Pictures stay out; everything else in the records is to be copied exactly.

- **MATERIALS PROVIDED**
________________________________________
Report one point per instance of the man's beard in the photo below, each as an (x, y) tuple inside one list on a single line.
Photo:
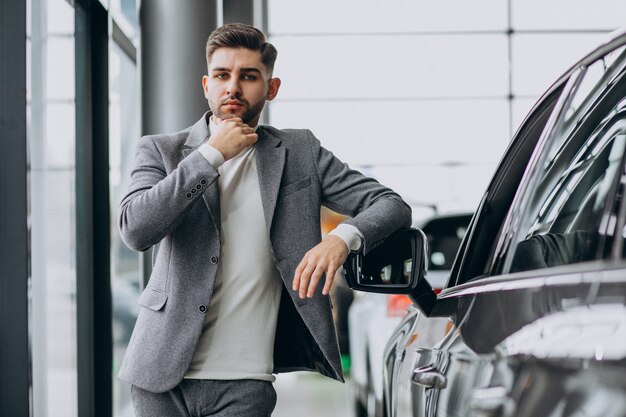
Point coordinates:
[(248, 115)]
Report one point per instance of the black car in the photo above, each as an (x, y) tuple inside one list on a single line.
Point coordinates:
[(532, 321)]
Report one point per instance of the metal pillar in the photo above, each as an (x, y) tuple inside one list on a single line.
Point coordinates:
[(93, 269), (14, 364), (173, 35)]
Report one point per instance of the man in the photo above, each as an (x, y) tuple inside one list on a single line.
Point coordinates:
[(233, 212)]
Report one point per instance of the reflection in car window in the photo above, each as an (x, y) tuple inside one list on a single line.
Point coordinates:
[(566, 218), (444, 236)]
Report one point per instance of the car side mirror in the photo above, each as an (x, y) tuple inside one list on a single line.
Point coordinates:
[(396, 266)]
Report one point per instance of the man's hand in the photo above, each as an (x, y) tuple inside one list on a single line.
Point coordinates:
[(232, 136), (326, 257)]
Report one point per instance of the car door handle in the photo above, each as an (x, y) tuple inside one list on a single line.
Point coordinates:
[(429, 377)]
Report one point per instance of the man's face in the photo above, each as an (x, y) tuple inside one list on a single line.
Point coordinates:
[(238, 84)]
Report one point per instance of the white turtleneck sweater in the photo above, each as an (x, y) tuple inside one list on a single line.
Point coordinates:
[(237, 340)]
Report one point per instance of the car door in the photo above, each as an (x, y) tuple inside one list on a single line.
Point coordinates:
[(565, 198)]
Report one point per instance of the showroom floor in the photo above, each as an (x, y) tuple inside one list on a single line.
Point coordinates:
[(311, 395)]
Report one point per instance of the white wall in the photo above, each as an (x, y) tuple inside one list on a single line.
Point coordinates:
[(425, 95)]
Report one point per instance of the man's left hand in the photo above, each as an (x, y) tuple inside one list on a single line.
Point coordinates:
[(325, 258)]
________________________________________
- **TASK ANSWER**
Report one point per instance of the man's beard in the photo below, each as an (x, y) tuple inside one list on a single line.
Photo:
Point coordinates:
[(248, 115)]
Report one point per instance of the black car in the photo above, each as an (x, y) tuple inside one list on a single line.
Point coordinates:
[(532, 321)]
Report one point per instance of the metal pillar in the photo above, each as an (x, y) tuple inside one list on a single line.
Point coordinates:
[(93, 269), (14, 364), (173, 35)]
Report one point per instance of the man in the photo above, each as an (x, y) tuple inside one list on a single line.
Point coordinates:
[(233, 212)]
Report one point per instance of the reflection in car window in the photo above, each as an (x, y) tuple inside one list on a single line.
Point coordinates:
[(566, 218), (444, 236)]
Report one point per instance of the car side mirror in the photo above, each as an (x, y) tuple inside one list on a single line.
Point coordinates:
[(396, 266)]
Report one point per instance of the man's hand in the photo above, each as an (x, y) tuple inside one list on a single line.
Point coordinates:
[(232, 136), (326, 257)]
Report one point per instance of the car door handle in the photo above, each as an (x, y) tuple inside one list on a single line.
Point coordinates:
[(429, 377)]
Report one point per instance of the man's face in the photo above, each as an (x, y) tuple inside one list on a single line.
Point coordinates:
[(238, 84)]
Report one point per instance of the white turtleneck sweater in the photo above, each as an (x, y) tuple inside one list on a single line.
Point coordinates:
[(237, 340)]
Report one point per instance of the car door in the photo above, each as an (x, y) tuple inside one list on a single line.
Point coordinates:
[(565, 198)]
Report one point per instance of the showroom floor in the photo above, each as an (x, y) tuple inside one list on a single line.
Point coordinates:
[(311, 395)]
Report one point per instance of the white wall in the photo above, each as an (x, y) tuple inside one list on a single line.
Point coordinates:
[(425, 95)]
Report one point per instance of the man's left hand in the photo above, each as an (x, y) tuple inside one list on a single line.
Point coordinates:
[(325, 258)]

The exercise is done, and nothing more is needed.